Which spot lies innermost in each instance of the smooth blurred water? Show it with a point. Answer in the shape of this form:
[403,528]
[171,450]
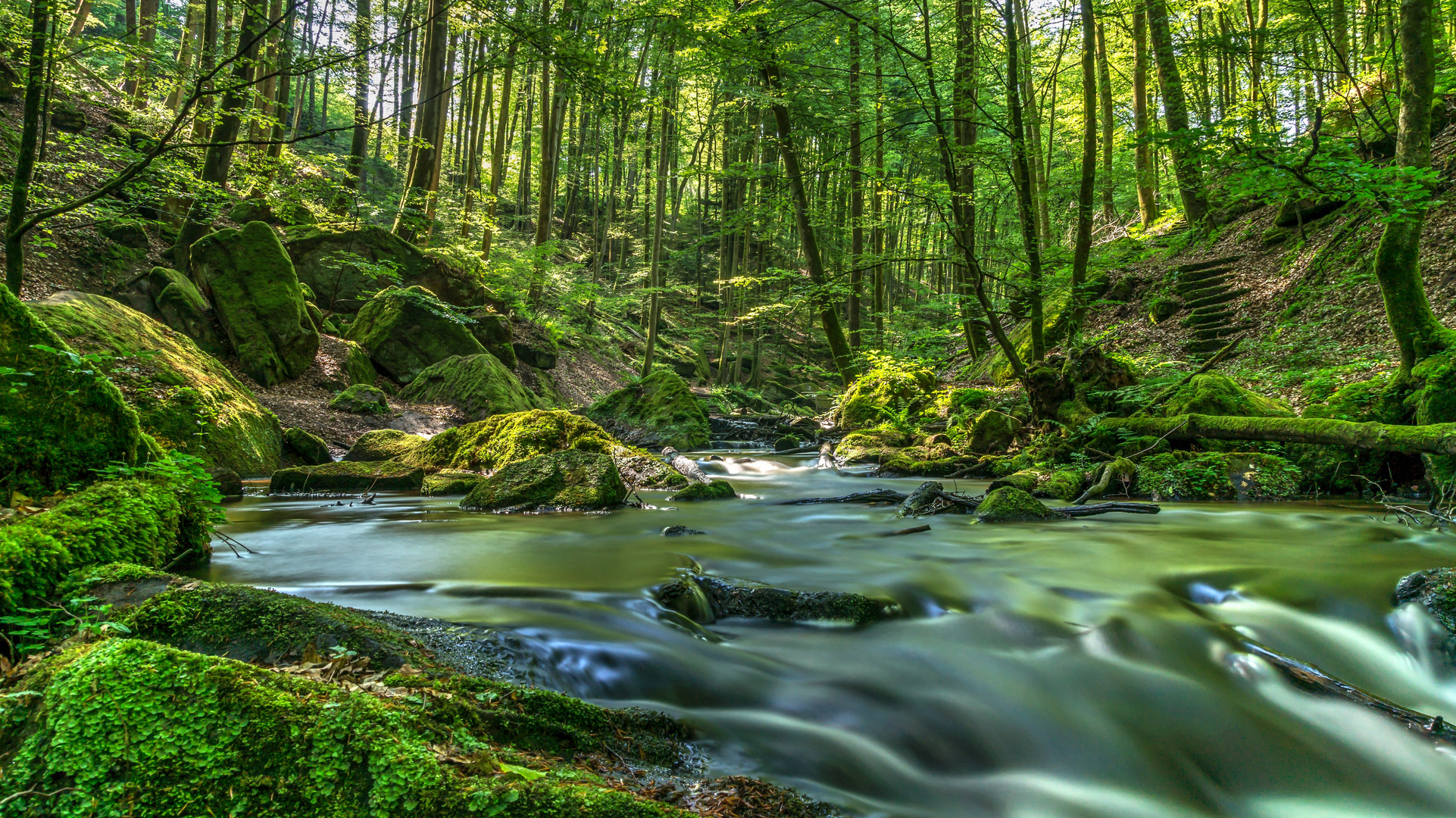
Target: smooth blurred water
[1064,669]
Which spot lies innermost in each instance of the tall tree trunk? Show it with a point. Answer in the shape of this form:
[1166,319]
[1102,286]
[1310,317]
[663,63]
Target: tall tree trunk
[1397,260]
[829,316]
[1181,142]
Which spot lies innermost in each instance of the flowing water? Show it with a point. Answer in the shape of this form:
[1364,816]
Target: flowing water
[1069,669]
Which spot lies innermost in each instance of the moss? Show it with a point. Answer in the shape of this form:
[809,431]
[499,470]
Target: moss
[137,728]
[348,478]
[1217,475]
[874,445]
[404,334]
[712,489]
[450,482]
[58,423]
[501,440]
[142,521]
[309,446]
[1009,504]
[255,293]
[880,392]
[1219,395]
[360,399]
[570,479]
[655,411]
[383,445]
[476,385]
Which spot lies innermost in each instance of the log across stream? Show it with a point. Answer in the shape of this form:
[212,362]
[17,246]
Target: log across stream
[1117,666]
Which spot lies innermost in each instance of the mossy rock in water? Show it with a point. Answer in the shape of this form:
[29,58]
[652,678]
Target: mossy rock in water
[58,423]
[407,331]
[992,432]
[348,478]
[360,399]
[871,446]
[655,411]
[712,489]
[184,398]
[383,445]
[558,481]
[1217,475]
[450,482]
[1219,395]
[308,446]
[255,295]
[501,440]
[871,396]
[1009,504]
[342,267]
[476,385]
[143,521]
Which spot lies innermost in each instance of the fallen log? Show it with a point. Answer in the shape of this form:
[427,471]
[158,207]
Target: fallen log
[1436,439]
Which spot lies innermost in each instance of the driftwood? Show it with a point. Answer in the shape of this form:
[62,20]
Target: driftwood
[685,466]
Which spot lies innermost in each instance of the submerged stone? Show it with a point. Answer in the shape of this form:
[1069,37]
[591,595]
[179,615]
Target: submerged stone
[348,478]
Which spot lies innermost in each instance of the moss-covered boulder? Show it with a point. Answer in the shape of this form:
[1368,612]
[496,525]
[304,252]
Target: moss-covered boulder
[1009,504]
[568,479]
[308,446]
[360,399]
[255,293]
[407,331]
[145,521]
[58,421]
[1219,395]
[383,445]
[712,489]
[184,398]
[501,440]
[655,411]
[347,478]
[450,482]
[883,392]
[992,432]
[476,385]
[345,267]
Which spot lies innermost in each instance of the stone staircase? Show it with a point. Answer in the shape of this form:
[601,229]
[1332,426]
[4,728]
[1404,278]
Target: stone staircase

* * * * * * * * *

● **Assignment**
The answer must restate every entry word for word, with the pictures left out.

● **Solution for this task**
Which spot lies innermost in each instance of the smooth blurred water? Show it with a point. Answer in the shape of this form:
[403,528]
[171,450]
Target: smooth blurred water
[1064,669]
Which spot lies innermost in each instance of the tall tree trunk? Show it with a point. Answer in the shape of this form:
[1166,319]
[1102,286]
[1310,317]
[663,63]
Target: tall tree trunk
[1397,260]
[829,316]
[1181,142]
Which spot lies innermost in each instance of the flowing water? Show it with a point. Answer in the shape of this form:
[1364,816]
Target: flowing water
[1069,669]
Which spot lies innermost in each instance of the moss? Show it with a point. Answer in the shape of this form:
[809,431]
[499,470]
Target: moss
[137,728]
[348,478]
[1217,475]
[874,445]
[404,334]
[712,489]
[450,482]
[58,423]
[501,440]
[142,521]
[309,446]
[1009,504]
[255,293]
[880,392]
[1219,395]
[360,399]
[570,479]
[655,411]
[383,445]
[476,385]
Which spot lies innermost in each instance of the log across stream? Show it with a point. Answer in the shape of this form:
[212,362]
[17,246]
Target: log across stream
[1117,666]
Which spot lies innermost in each instance of the mossy rock in water? Show it with a point. Answer in the shape of this form:
[29,58]
[652,678]
Target: mossy rock in water
[58,423]
[407,331]
[992,432]
[348,478]
[360,399]
[871,446]
[655,411]
[712,489]
[184,398]
[383,445]
[558,481]
[1217,475]
[450,482]
[1219,395]
[308,446]
[255,295]
[501,440]
[871,396]
[1009,504]
[342,267]
[476,385]
[143,521]
Which spot lies innermost in each instance of the fallen log? Show it with a point. Answer in the shape of this form:
[427,471]
[158,207]
Target: fallen log
[1436,439]
Which spot lies innermost in each instance of the driftwood? Show it with a point. Answer in the shape of this form:
[62,20]
Target: driftwood
[685,466]
Which spot lies innermost in each instance of the submerged stone? Show it with a point. Answer in the shape of this form:
[1069,37]
[591,595]
[179,615]
Target: submerged stone
[348,478]
Which spot lies innermost in each instance of the moss-covered boulder? Show it with a point. Answer in the shape of this form:
[1368,612]
[496,525]
[304,252]
Target: moss-covered boulder
[1009,504]
[568,479]
[308,446]
[360,399]
[255,293]
[407,331]
[145,521]
[58,421]
[1219,395]
[383,445]
[712,489]
[184,398]
[501,440]
[655,411]
[347,478]
[450,482]
[883,392]
[992,432]
[476,385]
[345,267]
Which spot lies innermost in each instance of the stone staircase? Show it with a point. Answer in the shape of this form:
[601,229]
[1332,426]
[4,728]
[1404,278]
Target: stone staircase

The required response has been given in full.